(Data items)

- - -

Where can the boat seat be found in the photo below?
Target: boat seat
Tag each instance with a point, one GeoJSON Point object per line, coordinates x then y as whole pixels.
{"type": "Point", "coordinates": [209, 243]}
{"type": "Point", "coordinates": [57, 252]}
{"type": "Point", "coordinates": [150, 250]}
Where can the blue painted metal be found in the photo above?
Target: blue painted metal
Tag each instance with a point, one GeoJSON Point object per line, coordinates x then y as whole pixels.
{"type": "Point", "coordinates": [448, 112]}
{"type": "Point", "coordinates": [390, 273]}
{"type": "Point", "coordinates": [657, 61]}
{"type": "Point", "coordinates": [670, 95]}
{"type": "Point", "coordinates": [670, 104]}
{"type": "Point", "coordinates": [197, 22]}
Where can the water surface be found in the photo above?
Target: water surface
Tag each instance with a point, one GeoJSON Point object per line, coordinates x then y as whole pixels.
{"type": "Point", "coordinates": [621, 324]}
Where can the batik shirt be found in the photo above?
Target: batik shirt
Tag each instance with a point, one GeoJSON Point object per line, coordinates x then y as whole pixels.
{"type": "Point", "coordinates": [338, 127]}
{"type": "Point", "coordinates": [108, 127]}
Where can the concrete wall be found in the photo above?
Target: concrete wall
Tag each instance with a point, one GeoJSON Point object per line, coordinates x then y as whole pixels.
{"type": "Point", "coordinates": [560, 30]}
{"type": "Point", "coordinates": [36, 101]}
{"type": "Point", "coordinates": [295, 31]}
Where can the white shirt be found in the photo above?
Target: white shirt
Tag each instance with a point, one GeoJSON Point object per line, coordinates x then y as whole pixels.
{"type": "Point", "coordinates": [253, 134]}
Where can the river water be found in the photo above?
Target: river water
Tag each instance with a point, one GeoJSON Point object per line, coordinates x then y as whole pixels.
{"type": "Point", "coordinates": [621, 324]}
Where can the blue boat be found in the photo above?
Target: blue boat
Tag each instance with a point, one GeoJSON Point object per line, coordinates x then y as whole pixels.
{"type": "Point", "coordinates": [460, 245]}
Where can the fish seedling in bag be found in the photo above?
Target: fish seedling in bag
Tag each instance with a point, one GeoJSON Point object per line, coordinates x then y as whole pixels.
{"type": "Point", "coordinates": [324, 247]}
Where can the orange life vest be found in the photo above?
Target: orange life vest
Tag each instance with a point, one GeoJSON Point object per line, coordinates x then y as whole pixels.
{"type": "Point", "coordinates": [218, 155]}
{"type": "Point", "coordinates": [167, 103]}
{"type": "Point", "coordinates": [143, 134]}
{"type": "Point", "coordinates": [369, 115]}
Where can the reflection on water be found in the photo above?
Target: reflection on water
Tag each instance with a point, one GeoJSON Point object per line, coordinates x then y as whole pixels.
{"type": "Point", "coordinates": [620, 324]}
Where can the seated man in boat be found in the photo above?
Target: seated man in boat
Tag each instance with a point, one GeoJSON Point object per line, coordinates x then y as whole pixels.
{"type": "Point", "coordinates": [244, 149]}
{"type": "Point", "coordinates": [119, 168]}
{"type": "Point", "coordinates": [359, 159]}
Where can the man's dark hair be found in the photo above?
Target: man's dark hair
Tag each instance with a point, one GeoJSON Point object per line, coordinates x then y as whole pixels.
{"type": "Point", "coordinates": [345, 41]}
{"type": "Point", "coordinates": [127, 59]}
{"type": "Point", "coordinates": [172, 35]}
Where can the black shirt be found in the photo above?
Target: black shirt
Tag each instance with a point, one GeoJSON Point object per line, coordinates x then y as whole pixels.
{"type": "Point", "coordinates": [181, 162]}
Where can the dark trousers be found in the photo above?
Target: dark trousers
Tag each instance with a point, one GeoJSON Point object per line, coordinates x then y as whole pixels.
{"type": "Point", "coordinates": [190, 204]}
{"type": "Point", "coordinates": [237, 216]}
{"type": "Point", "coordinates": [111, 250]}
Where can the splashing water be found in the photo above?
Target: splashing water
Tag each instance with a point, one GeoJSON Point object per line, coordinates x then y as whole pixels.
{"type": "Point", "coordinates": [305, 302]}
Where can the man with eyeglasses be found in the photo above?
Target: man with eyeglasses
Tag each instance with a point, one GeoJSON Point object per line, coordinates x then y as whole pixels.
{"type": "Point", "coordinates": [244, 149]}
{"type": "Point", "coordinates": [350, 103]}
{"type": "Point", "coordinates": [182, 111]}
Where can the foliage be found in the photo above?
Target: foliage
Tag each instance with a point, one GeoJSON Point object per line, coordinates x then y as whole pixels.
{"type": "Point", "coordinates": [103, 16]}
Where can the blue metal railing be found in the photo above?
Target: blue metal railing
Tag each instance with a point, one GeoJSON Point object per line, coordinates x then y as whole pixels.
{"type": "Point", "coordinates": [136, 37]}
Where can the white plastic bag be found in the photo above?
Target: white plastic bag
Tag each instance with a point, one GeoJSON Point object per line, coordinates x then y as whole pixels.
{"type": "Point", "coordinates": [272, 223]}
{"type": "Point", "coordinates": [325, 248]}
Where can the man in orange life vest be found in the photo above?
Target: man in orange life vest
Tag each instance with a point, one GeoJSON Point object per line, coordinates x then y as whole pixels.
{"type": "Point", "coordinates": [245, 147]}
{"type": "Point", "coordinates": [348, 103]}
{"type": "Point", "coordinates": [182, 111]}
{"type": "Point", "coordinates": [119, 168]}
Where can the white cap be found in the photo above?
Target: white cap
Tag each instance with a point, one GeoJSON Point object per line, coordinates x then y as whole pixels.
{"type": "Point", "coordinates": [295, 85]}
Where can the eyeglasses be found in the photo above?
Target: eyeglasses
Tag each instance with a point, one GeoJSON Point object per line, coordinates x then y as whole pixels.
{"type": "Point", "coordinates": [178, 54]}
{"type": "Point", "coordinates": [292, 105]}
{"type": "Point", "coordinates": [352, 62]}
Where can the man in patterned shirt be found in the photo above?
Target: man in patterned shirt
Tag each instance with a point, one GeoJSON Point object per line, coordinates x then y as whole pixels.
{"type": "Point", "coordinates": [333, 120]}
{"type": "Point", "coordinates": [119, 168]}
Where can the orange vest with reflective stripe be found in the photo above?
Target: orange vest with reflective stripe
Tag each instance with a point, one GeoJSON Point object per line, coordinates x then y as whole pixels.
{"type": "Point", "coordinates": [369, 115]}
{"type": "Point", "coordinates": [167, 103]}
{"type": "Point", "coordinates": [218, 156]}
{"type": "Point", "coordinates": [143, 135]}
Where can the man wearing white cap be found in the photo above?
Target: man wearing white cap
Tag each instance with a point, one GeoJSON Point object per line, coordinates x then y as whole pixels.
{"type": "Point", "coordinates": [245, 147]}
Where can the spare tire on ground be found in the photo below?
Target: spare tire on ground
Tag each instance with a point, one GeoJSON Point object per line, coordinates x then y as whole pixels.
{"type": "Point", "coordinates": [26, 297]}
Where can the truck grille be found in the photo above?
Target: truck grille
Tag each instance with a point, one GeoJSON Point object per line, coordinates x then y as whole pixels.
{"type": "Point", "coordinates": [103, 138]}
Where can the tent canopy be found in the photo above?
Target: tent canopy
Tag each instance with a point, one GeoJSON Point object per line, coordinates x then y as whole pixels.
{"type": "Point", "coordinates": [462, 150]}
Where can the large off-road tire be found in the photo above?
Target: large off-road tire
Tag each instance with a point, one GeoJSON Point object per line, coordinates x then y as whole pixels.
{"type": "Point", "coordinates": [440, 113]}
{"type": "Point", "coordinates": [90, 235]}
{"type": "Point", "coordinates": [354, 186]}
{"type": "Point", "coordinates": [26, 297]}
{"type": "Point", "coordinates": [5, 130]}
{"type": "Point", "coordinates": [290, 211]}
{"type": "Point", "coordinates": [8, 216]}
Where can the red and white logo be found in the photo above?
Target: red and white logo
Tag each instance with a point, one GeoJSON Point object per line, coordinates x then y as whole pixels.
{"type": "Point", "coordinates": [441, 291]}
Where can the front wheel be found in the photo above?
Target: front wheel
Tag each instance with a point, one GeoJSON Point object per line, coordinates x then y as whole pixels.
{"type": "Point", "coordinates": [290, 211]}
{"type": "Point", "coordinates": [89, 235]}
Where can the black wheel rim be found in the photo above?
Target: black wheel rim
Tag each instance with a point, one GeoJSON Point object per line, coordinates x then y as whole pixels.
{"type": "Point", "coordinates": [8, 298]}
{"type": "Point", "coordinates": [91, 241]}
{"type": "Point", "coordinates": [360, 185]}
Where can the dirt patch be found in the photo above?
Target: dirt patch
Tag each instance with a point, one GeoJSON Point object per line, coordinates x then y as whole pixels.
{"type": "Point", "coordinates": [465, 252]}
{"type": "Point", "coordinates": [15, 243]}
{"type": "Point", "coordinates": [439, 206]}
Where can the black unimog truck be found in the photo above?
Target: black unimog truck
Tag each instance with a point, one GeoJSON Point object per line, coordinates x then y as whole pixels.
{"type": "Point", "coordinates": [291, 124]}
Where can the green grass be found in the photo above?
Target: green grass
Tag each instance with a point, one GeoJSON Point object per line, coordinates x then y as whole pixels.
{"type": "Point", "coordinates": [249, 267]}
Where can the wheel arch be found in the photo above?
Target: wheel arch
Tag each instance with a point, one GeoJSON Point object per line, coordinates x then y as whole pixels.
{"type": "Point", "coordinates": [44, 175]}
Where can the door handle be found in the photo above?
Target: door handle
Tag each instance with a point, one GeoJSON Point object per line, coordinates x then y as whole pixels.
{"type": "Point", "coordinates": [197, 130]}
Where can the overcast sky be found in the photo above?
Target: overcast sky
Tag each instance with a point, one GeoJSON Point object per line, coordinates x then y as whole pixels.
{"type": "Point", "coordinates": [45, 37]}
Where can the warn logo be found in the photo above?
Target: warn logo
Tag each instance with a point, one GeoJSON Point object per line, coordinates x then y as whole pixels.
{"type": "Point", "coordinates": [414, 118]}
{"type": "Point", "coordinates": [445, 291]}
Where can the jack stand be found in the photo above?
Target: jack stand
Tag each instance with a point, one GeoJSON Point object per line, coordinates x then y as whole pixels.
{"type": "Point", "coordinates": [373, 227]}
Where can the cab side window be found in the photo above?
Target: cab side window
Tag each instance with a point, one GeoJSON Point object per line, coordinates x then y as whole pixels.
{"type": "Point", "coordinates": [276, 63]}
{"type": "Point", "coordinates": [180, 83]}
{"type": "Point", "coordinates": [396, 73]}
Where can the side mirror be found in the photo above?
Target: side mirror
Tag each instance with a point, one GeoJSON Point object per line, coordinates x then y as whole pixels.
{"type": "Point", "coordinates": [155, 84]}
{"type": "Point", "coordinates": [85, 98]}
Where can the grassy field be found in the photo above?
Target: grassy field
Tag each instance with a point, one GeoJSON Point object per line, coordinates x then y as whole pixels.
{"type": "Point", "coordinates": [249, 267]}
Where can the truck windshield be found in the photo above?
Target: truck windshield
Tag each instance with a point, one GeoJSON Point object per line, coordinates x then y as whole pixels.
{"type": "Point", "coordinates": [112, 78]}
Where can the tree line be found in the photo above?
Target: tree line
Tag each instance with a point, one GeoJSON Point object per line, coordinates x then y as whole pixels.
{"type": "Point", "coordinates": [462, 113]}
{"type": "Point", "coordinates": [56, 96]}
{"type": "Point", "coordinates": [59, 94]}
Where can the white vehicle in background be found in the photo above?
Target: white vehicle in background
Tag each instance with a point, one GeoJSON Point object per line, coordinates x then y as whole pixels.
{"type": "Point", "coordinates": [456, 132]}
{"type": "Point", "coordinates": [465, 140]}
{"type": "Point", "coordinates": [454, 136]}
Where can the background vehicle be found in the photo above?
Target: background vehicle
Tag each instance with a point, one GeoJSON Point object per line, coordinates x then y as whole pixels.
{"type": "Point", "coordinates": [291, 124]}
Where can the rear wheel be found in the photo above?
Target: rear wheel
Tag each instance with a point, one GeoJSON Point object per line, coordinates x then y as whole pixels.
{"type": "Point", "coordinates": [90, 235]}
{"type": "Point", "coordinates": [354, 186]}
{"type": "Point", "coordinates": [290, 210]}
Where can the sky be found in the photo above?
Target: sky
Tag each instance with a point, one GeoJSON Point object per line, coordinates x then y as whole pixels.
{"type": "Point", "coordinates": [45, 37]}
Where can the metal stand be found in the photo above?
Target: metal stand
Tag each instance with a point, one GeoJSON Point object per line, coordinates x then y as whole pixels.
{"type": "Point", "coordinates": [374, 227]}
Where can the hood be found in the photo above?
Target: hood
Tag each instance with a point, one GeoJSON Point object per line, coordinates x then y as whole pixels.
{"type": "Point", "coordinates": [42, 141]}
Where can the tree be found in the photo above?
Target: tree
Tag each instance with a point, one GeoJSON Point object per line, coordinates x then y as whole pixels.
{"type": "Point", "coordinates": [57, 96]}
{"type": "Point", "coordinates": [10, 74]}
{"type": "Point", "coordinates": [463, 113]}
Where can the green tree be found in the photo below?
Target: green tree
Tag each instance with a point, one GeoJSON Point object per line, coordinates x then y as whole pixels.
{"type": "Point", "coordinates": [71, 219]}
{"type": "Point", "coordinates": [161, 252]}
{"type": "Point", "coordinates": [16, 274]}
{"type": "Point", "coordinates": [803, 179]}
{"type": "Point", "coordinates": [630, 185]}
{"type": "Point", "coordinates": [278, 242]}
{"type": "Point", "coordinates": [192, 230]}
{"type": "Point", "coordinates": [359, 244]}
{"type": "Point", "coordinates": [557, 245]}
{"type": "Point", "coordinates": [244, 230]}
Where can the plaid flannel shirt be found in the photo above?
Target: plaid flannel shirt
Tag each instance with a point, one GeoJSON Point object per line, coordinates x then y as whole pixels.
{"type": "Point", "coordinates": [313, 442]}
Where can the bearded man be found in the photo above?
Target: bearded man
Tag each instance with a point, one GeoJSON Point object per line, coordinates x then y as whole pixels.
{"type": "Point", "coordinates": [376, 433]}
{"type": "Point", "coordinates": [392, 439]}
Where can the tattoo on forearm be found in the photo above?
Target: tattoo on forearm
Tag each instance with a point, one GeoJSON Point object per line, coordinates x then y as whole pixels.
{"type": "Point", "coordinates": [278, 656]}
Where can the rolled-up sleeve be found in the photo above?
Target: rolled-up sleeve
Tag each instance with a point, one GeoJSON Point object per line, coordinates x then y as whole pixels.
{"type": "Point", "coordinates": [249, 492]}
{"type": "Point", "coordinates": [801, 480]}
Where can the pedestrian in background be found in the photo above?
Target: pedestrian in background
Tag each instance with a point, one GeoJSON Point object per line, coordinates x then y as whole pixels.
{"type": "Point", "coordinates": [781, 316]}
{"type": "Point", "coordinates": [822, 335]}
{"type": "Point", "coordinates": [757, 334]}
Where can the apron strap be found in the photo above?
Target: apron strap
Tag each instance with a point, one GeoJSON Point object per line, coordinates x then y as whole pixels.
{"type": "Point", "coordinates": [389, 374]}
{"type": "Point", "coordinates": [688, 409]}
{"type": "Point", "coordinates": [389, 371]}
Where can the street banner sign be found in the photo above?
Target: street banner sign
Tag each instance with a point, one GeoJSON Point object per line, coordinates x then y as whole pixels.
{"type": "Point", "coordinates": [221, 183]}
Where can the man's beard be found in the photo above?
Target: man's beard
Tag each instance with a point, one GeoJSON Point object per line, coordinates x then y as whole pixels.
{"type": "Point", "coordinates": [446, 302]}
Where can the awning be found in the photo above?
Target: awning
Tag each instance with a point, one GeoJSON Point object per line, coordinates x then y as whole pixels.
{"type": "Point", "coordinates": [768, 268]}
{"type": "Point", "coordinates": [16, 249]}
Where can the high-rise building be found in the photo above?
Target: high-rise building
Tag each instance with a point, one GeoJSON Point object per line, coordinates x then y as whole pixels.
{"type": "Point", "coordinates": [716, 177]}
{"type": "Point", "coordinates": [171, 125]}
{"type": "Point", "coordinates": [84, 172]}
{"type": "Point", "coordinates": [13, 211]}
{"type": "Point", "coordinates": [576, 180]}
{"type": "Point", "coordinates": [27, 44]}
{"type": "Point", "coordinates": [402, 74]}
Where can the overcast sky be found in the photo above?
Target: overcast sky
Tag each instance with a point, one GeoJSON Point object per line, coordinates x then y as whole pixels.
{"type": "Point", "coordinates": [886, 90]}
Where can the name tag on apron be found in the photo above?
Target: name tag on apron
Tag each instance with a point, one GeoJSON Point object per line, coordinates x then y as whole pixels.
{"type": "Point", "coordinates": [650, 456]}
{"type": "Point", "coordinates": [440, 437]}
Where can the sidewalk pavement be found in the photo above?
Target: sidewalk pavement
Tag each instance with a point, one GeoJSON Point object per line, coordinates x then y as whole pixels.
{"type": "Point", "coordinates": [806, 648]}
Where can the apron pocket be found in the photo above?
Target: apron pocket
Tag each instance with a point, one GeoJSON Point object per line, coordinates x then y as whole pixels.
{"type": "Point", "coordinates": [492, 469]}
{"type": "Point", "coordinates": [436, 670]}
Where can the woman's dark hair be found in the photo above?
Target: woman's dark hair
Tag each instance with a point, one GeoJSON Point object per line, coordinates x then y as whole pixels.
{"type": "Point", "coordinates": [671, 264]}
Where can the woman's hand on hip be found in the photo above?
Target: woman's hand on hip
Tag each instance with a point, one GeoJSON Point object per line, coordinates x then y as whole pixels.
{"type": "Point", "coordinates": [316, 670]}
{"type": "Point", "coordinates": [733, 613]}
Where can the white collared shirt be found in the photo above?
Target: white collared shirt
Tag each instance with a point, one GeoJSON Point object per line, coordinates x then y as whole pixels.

- - -

What is expected: Reproduce exactly the lines from the one with "Where can the woman's dark" through the end of the entries above, both ends included.

Solved problem:
Where can the woman's dark hair be found in the photo above?
Target: woman's dark hair
Tag each instance with a point, one GeoJSON Point object per line, coordinates x then y as whole pixels.
{"type": "Point", "coordinates": [671, 264]}
Where can the woman's hand on hip be found in the photo above?
Target: woman's hand on hip
Tag each instance with a point, one GeoJSON Point object per line, coordinates x then y as whole pixels.
{"type": "Point", "coordinates": [316, 670]}
{"type": "Point", "coordinates": [733, 613]}
Where can the white collared shirt be found in the photo above?
Target: white collared shirt
Tag each instance with a point, one GeoJSON Point object per line, coordinates x then y as whole pixels.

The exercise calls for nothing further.